What we know and do not know is a telling example of the state of affairs. There is little question that laws were broken, and no one can disagree that if charges were brought at the time these illegal acts occurred, or sometime thereafter, then those responsible would be prosecuted. Was any investigation done at any point prior to the Governor’s audit by the Attorney General? After the Governor ordered his audit, the Attorney General appointed one prosecutor to assist the State Police and Bureau of Audits with the investigation. This individual also has the responsibility of prosecuting white collar crimes in Rhode Island. Regardless of the talents of this single prosecutor, given what was at stake, was it fair to that person or Rhode Islanders to dedicate so little resources? Is it possible this corruption occurred under the nose of the Attorney General and he had no idea? Rhode Islanders are entitled to answers rather than a statement that no prosecution of anyone involved in this fleecing of taxpayer dollars will occur.

— DATA ENTRIES —
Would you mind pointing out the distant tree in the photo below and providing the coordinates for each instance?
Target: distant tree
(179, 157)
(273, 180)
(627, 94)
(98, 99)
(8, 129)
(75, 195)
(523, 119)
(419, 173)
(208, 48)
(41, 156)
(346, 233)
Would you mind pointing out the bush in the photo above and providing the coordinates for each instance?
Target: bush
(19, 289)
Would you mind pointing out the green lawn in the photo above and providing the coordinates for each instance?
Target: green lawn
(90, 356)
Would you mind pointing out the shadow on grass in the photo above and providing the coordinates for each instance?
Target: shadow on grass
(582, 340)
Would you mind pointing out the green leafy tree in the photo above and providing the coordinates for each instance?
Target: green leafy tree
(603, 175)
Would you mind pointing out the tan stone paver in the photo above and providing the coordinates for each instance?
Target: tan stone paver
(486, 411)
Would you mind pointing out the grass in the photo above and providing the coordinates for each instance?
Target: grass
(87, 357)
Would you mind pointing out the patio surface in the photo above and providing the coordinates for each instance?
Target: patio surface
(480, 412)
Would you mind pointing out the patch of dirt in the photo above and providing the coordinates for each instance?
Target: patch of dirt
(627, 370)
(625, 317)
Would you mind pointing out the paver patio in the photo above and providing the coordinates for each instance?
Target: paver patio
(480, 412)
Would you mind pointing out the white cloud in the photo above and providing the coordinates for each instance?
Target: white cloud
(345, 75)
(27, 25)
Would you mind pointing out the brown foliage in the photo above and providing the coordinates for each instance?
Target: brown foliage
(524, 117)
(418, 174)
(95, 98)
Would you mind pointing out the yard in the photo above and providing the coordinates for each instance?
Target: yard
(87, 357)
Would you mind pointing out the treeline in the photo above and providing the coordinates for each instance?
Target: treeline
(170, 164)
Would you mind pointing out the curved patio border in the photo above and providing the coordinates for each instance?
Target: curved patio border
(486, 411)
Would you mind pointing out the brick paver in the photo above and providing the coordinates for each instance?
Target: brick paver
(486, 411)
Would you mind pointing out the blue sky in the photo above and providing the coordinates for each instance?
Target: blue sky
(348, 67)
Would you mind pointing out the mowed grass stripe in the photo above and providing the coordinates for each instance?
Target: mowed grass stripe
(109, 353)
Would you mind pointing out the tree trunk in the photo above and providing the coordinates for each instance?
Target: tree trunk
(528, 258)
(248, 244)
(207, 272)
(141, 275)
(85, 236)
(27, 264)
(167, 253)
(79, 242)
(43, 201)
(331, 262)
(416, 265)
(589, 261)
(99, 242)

— WORK TO DO —
1. In the Rhode Island audit passage, what did the Attorney General do after the Governor ordered his audit?
2. Decide whether each statement agrees with the Rhode Island audit passage, and answer yes or no with the deciding words quoted from it: (a) The prosecutor who was appointed is also responsible for prosecuting white collar crimes in Rhode Island. (b) Rhode Islanders have been told that those involved will be prosecuted. (c) Whether laws were broken is presented as an open question.

— ANSWERS TO THE TASKS —
1. The Attorney General appointed one prosecutor to assist the State Police and Bureau of Audits with the investigation.

2.
(a) Yes: "This individual also has the responsibility of prosecuting white collar crimes in Rhode Island."
(b) No: "a statement that no prosecution of anyone involved in this fleecing of taxpayer dollars will occur."
(c) No: "There is little question that laws were broken"